_Exercise instructions:_
Once the line containing "Each instance of the sunglasses receives" is located, output it and every line after it through the end of the records, exactly as written and nothing else.

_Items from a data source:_
----------
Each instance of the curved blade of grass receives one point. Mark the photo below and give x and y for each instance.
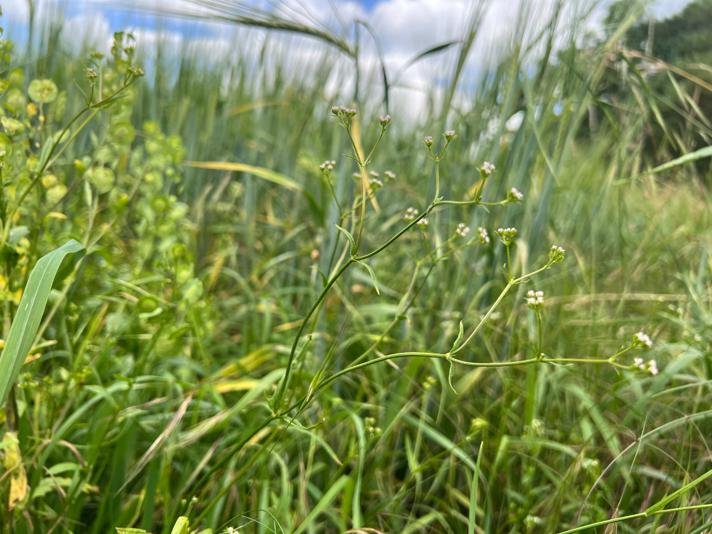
(29, 314)
(326, 499)
(260, 172)
(705, 152)
(241, 13)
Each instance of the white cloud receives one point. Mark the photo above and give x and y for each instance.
(403, 28)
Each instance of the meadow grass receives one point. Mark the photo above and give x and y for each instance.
(179, 376)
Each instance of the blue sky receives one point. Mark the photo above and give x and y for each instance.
(403, 28)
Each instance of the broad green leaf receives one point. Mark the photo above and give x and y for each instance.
(29, 314)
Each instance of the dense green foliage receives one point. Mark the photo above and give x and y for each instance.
(155, 390)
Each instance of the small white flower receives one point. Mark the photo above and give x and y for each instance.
(487, 168)
(483, 235)
(410, 214)
(556, 254)
(515, 195)
(652, 367)
(535, 299)
(642, 339)
(328, 165)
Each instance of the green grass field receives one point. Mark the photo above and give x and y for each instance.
(258, 313)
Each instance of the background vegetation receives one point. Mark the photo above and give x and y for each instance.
(148, 394)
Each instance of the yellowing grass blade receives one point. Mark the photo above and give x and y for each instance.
(29, 314)
(260, 172)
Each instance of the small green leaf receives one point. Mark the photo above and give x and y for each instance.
(348, 236)
(182, 526)
(42, 91)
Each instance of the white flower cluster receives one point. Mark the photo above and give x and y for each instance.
(556, 254)
(650, 366)
(535, 299)
(487, 168)
(410, 214)
(374, 181)
(483, 235)
(328, 166)
(641, 339)
(507, 235)
(342, 111)
(515, 195)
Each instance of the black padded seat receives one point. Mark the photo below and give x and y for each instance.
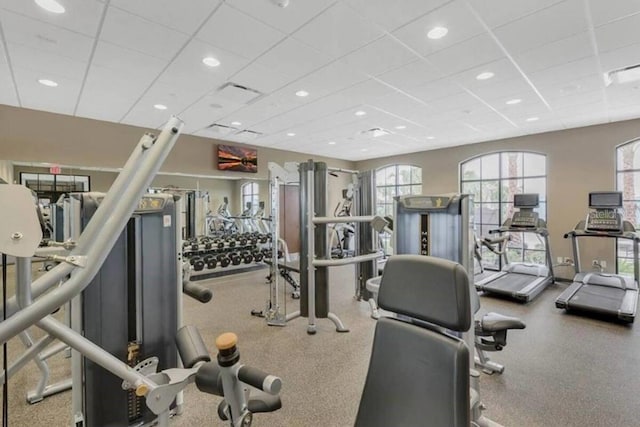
(418, 373)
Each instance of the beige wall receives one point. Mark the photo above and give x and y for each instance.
(578, 161)
(6, 171)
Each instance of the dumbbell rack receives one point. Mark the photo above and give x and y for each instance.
(214, 257)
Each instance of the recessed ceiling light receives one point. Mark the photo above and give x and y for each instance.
(51, 6)
(437, 33)
(485, 75)
(210, 61)
(48, 82)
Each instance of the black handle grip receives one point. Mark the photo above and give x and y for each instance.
(209, 380)
(260, 380)
(197, 292)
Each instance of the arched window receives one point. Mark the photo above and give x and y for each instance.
(628, 181)
(250, 195)
(493, 179)
(391, 181)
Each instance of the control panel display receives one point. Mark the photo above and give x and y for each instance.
(605, 199)
(424, 234)
(529, 200)
(427, 202)
(604, 220)
(151, 204)
(525, 219)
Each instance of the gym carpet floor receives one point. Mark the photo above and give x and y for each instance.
(563, 370)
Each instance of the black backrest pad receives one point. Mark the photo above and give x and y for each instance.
(427, 288)
(417, 377)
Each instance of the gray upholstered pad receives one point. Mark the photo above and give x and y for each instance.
(427, 288)
(417, 377)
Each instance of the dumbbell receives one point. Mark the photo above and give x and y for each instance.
(247, 257)
(198, 264)
(211, 262)
(235, 258)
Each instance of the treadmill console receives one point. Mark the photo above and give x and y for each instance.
(525, 217)
(604, 215)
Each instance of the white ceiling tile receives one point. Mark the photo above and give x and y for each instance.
(379, 56)
(566, 73)
(455, 16)
(82, 16)
(261, 78)
(365, 92)
(606, 11)
(108, 94)
(38, 35)
(338, 31)
(466, 55)
(236, 32)
(202, 114)
(393, 14)
(61, 99)
(417, 73)
(285, 19)
(502, 69)
(436, 90)
(618, 34)
(170, 13)
(556, 53)
(503, 91)
(293, 59)
(620, 58)
(8, 94)
(187, 72)
(46, 63)
(135, 33)
(557, 22)
(328, 79)
(498, 12)
(127, 62)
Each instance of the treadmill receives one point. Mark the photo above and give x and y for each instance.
(595, 292)
(521, 281)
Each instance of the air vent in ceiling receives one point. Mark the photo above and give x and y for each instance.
(237, 94)
(375, 132)
(220, 130)
(247, 135)
(623, 75)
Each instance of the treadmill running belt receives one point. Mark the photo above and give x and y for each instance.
(509, 283)
(601, 299)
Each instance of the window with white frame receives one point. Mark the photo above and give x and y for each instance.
(250, 194)
(392, 181)
(628, 181)
(493, 179)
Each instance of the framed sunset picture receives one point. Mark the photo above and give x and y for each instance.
(239, 159)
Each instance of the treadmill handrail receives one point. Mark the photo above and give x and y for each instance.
(630, 235)
(537, 230)
(623, 283)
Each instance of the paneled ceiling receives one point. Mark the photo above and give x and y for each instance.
(117, 60)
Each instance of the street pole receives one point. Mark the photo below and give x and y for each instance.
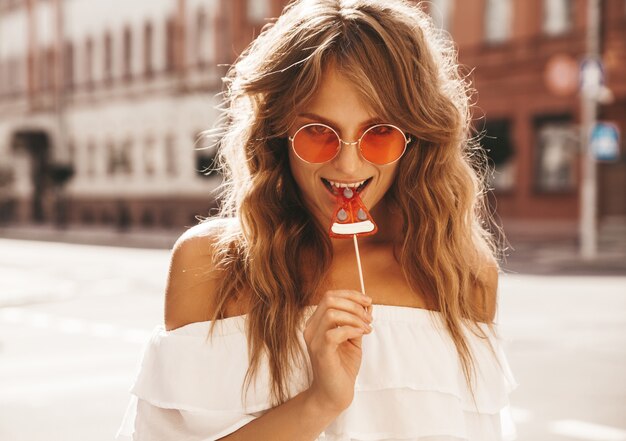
(589, 97)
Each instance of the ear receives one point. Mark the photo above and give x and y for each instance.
(486, 290)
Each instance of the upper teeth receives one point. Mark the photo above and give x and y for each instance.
(343, 184)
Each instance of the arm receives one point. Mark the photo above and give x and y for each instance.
(301, 418)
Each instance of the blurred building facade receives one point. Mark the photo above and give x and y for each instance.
(101, 103)
(525, 57)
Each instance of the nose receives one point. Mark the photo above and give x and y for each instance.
(349, 159)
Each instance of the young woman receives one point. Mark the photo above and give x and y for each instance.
(268, 335)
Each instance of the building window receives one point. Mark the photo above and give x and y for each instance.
(498, 20)
(89, 63)
(111, 158)
(170, 44)
(171, 166)
(201, 37)
(108, 58)
(500, 151)
(556, 144)
(258, 11)
(71, 152)
(69, 65)
(46, 69)
(557, 16)
(149, 156)
(441, 13)
(118, 158)
(148, 67)
(91, 158)
(128, 54)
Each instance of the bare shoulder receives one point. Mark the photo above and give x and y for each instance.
(487, 301)
(192, 274)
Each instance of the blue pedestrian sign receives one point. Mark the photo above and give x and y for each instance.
(604, 141)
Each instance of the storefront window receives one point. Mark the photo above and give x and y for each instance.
(499, 149)
(556, 143)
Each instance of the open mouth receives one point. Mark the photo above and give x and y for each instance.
(336, 187)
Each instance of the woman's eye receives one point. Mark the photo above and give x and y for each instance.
(318, 130)
(381, 130)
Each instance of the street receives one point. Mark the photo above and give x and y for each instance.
(73, 319)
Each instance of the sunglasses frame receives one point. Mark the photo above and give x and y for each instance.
(407, 140)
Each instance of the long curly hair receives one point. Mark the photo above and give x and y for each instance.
(277, 256)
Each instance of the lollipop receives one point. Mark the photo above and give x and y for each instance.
(352, 219)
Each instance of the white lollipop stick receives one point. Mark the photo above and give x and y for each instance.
(358, 262)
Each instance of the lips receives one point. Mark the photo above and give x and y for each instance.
(334, 189)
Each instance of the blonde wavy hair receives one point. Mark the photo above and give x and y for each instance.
(277, 256)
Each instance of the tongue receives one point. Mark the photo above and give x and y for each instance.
(351, 216)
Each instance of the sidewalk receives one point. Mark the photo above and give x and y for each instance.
(548, 248)
(131, 238)
(553, 248)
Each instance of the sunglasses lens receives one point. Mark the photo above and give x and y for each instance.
(316, 143)
(383, 144)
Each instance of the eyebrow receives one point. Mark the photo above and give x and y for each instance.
(326, 121)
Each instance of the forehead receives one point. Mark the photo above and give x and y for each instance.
(338, 99)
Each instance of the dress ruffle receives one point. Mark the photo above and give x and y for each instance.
(410, 385)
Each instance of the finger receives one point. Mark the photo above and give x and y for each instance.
(355, 296)
(348, 305)
(335, 317)
(336, 336)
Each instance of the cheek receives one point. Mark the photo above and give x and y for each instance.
(300, 172)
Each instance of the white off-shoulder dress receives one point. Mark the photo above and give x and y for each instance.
(410, 386)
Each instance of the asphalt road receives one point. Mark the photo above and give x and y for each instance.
(73, 319)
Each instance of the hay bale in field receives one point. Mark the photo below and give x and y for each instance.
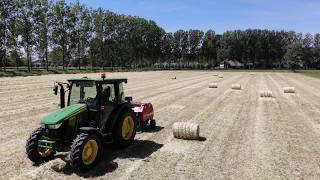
(266, 93)
(213, 85)
(236, 86)
(289, 90)
(185, 130)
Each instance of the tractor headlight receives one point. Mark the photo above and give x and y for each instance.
(54, 126)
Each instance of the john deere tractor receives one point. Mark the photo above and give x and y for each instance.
(95, 112)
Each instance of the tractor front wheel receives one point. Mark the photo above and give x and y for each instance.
(85, 151)
(35, 153)
(125, 129)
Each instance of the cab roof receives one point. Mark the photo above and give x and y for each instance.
(105, 80)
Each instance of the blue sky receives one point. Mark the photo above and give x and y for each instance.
(220, 15)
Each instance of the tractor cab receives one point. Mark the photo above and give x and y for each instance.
(95, 111)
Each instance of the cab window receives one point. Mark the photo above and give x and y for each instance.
(108, 92)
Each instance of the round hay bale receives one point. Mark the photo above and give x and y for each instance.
(236, 86)
(289, 90)
(213, 85)
(185, 130)
(266, 93)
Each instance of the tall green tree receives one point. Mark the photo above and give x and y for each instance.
(294, 56)
(7, 17)
(61, 25)
(26, 22)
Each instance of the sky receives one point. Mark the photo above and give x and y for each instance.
(220, 15)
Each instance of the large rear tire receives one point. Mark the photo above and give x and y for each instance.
(85, 151)
(35, 153)
(125, 129)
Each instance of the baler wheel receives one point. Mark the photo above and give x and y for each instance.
(152, 124)
(125, 129)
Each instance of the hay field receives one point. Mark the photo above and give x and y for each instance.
(243, 135)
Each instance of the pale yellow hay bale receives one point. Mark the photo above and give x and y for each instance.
(236, 86)
(289, 90)
(185, 130)
(266, 93)
(213, 85)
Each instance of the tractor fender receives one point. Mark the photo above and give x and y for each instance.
(90, 130)
(116, 113)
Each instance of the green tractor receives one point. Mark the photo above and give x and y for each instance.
(96, 112)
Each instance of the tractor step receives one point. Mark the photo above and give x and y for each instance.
(107, 138)
(46, 144)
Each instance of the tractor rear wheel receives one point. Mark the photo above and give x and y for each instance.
(152, 124)
(35, 153)
(125, 129)
(85, 151)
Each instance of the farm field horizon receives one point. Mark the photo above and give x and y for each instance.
(243, 136)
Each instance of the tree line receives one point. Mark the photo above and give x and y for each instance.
(73, 35)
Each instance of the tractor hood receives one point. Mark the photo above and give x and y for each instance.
(64, 113)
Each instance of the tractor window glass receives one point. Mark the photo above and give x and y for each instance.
(108, 92)
(82, 92)
(121, 92)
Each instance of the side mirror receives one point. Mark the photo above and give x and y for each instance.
(55, 89)
(129, 99)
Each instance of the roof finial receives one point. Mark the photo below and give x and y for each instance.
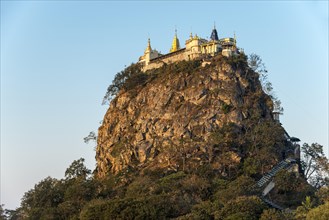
(234, 39)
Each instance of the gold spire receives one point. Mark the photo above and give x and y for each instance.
(148, 48)
(175, 43)
(234, 39)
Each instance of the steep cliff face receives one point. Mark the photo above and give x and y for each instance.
(167, 122)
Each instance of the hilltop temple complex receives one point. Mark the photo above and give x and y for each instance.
(195, 47)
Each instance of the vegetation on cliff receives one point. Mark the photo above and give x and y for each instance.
(188, 140)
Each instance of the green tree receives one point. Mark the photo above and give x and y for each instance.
(255, 62)
(319, 213)
(77, 170)
(302, 210)
(250, 207)
(41, 202)
(125, 79)
(272, 214)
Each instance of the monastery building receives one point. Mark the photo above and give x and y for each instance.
(195, 47)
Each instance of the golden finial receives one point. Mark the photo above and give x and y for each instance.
(234, 39)
(148, 48)
(175, 44)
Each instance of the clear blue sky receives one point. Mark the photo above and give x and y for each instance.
(57, 59)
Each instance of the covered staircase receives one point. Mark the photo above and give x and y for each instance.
(267, 180)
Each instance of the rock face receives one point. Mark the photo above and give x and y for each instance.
(167, 122)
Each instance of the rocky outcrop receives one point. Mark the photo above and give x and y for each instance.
(167, 122)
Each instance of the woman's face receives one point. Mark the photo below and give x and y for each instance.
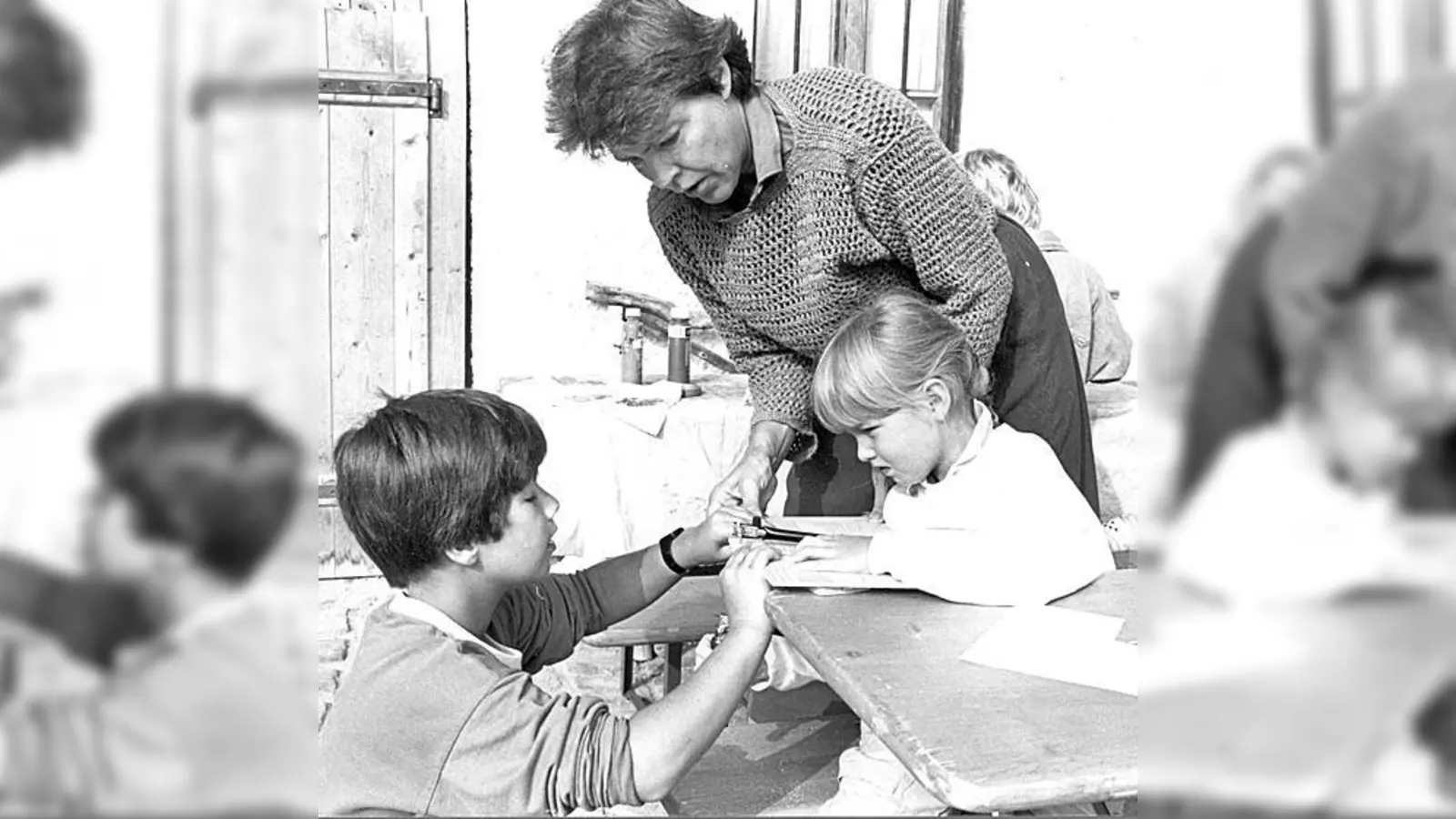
(703, 153)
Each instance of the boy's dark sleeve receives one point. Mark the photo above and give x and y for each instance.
(91, 618)
(546, 620)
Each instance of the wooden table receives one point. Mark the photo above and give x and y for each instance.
(980, 739)
(686, 612)
(1300, 703)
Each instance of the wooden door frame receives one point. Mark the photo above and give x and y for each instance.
(187, 276)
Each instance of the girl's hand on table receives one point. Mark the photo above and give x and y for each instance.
(834, 552)
(710, 541)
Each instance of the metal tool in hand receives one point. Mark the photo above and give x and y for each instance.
(757, 531)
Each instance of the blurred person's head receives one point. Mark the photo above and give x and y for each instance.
(193, 489)
(1005, 184)
(903, 379)
(1274, 178)
(440, 487)
(1382, 379)
(43, 80)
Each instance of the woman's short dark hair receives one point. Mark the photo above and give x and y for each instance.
(434, 471)
(615, 73)
(203, 472)
(43, 79)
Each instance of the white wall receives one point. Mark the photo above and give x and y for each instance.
(545, 223)
(86, 222)
(1136, 120)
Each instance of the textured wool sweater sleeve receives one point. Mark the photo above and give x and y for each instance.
(1372, 188)
(779, 379)
(925, 210)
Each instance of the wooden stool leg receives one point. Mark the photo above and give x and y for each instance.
(674, 666)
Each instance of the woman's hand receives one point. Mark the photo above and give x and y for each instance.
(749, 486)
(746, 589)
(834, 552)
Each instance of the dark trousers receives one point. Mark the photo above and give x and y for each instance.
(1036, 388)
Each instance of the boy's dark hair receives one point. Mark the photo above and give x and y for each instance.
(1394, 303)
(43, 79)
(434, 471)
(201, 472)
(618, 70)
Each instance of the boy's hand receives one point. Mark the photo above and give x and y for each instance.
(746, 589)
(834, 552)
(708, 541)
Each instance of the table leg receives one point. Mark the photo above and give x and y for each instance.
(674, 666)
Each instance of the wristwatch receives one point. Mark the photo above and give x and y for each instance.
(666, 547)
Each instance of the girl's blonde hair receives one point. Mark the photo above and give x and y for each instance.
(878, 360)
(1005, 184)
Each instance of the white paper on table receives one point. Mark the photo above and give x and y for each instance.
(1062, 644)
(642, 405)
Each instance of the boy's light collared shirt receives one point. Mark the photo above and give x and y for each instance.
(1271, 525)
(1004, 528)
(427, 614)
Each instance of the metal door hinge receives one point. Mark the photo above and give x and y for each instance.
(383, 91)
(379, 91)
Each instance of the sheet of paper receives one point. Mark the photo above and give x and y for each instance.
(1062, 644)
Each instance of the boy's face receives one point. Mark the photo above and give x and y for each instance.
(526, 544)
(1376, 430)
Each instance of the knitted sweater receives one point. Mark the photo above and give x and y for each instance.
(870, 200)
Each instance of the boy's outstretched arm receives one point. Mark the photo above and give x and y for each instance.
(669, 736)
(633, 581)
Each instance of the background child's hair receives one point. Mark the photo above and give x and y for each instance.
(434, 471)
(1005, 184)
(883, 354)
(1402, 307)
(203, 472)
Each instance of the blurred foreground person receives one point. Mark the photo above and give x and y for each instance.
(1305, 508)
(215, 713)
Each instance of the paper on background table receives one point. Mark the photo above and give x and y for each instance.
(1062, 644)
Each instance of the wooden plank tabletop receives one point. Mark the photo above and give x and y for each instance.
(979, 738)
(1295, 705)
(686, 612)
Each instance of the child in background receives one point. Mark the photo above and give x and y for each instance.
(439, 713)
(1104, 349)
(979, 511)
(1305, 508)
(215, 713)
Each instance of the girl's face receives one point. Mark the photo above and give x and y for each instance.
(703, 149)
(914, 443)
(526, 541)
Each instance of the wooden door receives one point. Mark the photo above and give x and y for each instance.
(392, 264)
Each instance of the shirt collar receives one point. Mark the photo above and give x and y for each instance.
(424, 612)
(985, 423)
(1048, 241)
(771, 137)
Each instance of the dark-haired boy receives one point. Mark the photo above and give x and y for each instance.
(215, 713)
(439, 713)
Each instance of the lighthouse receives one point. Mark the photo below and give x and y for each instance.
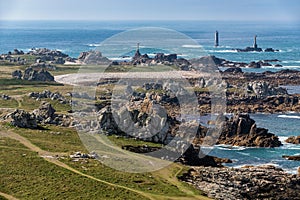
(255, 42)
(216, 39)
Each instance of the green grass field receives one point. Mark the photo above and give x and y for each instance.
(25, 174)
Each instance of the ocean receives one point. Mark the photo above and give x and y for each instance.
(73, 37)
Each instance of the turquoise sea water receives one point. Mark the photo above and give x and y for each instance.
(283, 125)
(73, 37)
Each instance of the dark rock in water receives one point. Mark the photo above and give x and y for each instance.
(272, 60)
(47, 52)
(254, 65)
(140, 149)
(264, 89)
(17, 52)
(278, 65)
(93, 57)
(22, 119)
(250, 49)
(263, 182)
(43, 66)
(271, 50)
(45, 112)
(296, 158)
(160, 57)
(59, 61)
(208, 60)
(293, 140)
(241, 130)
(194, 157)
(206, 63)
(17, 74)
(234, 70)
(41, 75)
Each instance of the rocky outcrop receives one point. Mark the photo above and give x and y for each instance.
(293, 140)
(5, 97)
(47, 52)
(16, 52)
(79, 155)
(264, 182)
(17, 74)
(234, 70)
(45, 114)
(46, 94)
(296, 158)
(22, 119)
(241, 130)
(249, 49)
(264, 89)
(207, 63)
(93, 57)
(43, 66)
(33, 75)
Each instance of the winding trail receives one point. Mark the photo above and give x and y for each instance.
(7, 196)
(50, 157)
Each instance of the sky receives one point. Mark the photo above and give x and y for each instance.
(283, 10)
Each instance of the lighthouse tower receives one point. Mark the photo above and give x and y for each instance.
(255, 42)
(216, 39)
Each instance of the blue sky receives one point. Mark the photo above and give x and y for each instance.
(150, 10)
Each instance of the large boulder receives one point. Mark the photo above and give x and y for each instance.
(264, 89)
(22, 119)
(41, 75)
(93, 57)
(17, 74)
(241, 130)
(293, 140)
(45, 113)
(206, 63)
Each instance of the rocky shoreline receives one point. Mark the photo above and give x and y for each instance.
(264, 182)
(245, 93)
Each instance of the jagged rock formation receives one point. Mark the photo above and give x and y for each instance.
(21, 119)
(264, 182)
(45, 114)
(33, 75)
(293, 140)
(264, 89)
(46, 94)
(93, 57)
(47, 52)
(241, 130)
(296, 158)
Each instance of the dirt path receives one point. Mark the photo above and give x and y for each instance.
(50, 157)
(7, 196)
(81, 78)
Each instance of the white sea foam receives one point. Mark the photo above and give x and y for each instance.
(223, 51)
(230, 148)
(94, 45)
(289, 116)
(191, 46)
(245, 154)
(121, 59)
(282, 138)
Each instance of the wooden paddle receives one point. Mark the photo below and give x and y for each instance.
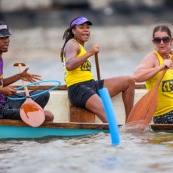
(30, 112)
(97, 66)
(141, 114)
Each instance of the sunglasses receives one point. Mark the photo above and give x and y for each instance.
(164, 39)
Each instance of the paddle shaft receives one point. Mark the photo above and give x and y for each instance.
(97, 66)
(161, 77)
(26, 89)
(145, 107)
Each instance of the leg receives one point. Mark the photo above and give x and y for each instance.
(124, 84)
(42, 100)
(95, 105)
(48, 116)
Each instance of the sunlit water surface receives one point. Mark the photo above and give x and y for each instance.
(138, 152)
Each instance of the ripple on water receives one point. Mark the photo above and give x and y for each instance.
(138, 152)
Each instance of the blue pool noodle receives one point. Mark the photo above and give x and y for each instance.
(110, 113)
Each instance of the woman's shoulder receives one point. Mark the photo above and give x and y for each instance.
----------
_Answer for the task:_
Each instance of the sunglasses receives one point. Mark the photo above and give x and y for each instance.
(164, 39)
Each instance of the paddle shaft receives one point. Mark the photo above and give x and y for each instance.
(97, 66)
(161, 77)
(26, 89)
(145, 107)
Each instance of the leg receives one point. Mark the photo above and give x and y for each instance.
(124, 84)
(42, 100)
(95, 105)
(48, 116)
Each instance of the sunlit water surface receives one point. Mark the photo above and give x and y for each instance.
(138, 152)
Each instance of the ripple on water receives one point. Mark the photo above and give x and y for each instance.
(138, 152)
Each instance of the blue pool noodle receives one point. Mark the photo above and give x and y for each instance.
(110, 113)
Each instance of the woman's shoulder receives one point. Mark the photo above and give x and y for each instance.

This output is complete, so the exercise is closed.